Provided records |
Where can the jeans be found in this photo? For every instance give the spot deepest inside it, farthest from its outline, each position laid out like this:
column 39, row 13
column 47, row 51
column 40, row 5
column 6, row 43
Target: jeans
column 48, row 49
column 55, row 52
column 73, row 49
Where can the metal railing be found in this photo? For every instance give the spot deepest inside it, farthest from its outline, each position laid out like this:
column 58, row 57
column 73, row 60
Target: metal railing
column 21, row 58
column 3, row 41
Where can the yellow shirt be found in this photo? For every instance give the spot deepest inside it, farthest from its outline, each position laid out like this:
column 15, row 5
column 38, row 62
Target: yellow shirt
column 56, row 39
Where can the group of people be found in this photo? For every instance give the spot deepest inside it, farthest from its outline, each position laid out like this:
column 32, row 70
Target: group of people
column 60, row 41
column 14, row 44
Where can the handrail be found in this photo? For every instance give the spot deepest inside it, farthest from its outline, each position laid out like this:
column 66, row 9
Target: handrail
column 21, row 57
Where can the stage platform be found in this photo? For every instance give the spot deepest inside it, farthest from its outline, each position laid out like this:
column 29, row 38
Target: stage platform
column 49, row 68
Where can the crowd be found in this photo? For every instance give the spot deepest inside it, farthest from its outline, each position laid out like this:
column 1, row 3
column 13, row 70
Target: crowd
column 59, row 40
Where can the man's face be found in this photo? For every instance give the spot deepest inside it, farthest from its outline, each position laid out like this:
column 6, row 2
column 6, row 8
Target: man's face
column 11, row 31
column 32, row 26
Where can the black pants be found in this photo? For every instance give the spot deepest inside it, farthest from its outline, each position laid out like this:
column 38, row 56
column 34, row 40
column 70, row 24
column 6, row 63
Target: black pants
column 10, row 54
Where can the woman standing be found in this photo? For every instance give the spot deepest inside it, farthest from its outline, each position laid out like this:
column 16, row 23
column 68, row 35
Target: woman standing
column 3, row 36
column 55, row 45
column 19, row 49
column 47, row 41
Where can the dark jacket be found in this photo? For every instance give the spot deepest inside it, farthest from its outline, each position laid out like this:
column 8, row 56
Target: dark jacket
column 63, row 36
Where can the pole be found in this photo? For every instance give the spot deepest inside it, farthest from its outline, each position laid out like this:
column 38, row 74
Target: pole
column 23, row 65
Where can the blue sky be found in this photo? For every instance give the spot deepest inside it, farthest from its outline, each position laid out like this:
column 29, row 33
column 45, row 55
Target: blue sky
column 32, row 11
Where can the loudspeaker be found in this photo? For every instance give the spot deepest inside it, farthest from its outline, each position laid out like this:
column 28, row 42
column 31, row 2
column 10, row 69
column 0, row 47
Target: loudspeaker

Stated exercise |
Repeat all of the records above, swapping each occurrence of "laid out like this" for "formatted as follows" and leaving everything else as it is.

Response to this exercise |
Where can the jeans be found in this photo? For every instance give the spot deepest inside it, farthest from its outline, each position formatted as follows:
column 39, row 13
column 47, row 51
column 40, row 5
column 6, row 43
Target: jeans
column 48, row 49
column 55, row 52
column 73, row 49
Where can the metal railing be found in this photo? For every instance give the spot deepest inside it, farthest from its outline, each position formatted as follows:
column 58, row 57
column 73, row 60
Target: metal railing
column 21, row 58
column 3, row 41
Where can the yellow shirt be found in this photo? For every instance give the spot deepest inside it, farthest from its outline, each position formatted as follows:
column 15, row 5
column 38, row 62
Target: yellow shirt
column 56, row 39
Where can the group of people be found in this photo? For every instance give the spot deepest inside it, farthest from its outline, each position formatted as follows:
column 32, row 70
Target: group of people
column 60, row 41
column 14, row 44
Where can the handrail be found in this photo? For every instance give the spot deepest inside it, farthest from its outline, each position formatted as follows:
column 66, row 9
Target: handrail
column 21, row 57
Where can the stage platform be found in this photo? For every instance give the spot deepest inside it, farthest from its outline, each position formatted as follows:
column 29, row 38
Target: stage platform
column 49, row 68
Where can the crowd be found in this photo? For every instance give the spot deepest inside it, farthest from its outline, each position formatted as follows:
column 1, row 3
column 13, row 70
Target: crowd
column 59, row 40
Where can the man's face be found in this photo? For every instance give the spot deepest inside it, farthest from its outline, each position formatted as follows:
column 6, row 2
column 6, row 8
Target: man's face
column 11, row 31
column 32, row 26
Where can the black pants be found in this photo? For every instance give the spot deepest inside it, farthest from its outline, each position formatted as follows:
column 38, row 56
column 34, row 40
column 70, row 24
column 6, row 63
Target: black pants
column 10, row 54
Where can the woman standing be found in this photo? For every instance give the spot deepest inside it, farthest from its outline, each position formatted as follows:
column 16, row 23
column 68, row 35
Target: woman standing
column 3, row 36
column 55, row 45
column 19, row 49
column 47, row 41
Where can the dark jacket be found in this photo? For every instance give the spot deepest inside it, farthest from its outline, each position formatted as follows:
column 8, row 56
Target: dark jacket
column 63, row 36
Where can the pole be found in this photo? For every instance give the spot deepest inside it, farthest from its outline, each position formatted as follows:
column 38, row 74
Target: pole
column 23, row 65
Where can the blue sky be found in this photo? For every instance give the spot deepest inside it, farthest from its outline, each position formatted as follows:
column 29, row 33
column 45, row 55
Target: blue sky
column 32, row 11
Where can the loudspeaker be found in this photo? For every instance give the spot deepest inside it, farthest from its outline, each position formatted as follows:
column 28, row 42
column 31, row 2
column 10, row 69
column 0, row 47
Target: loudspeaker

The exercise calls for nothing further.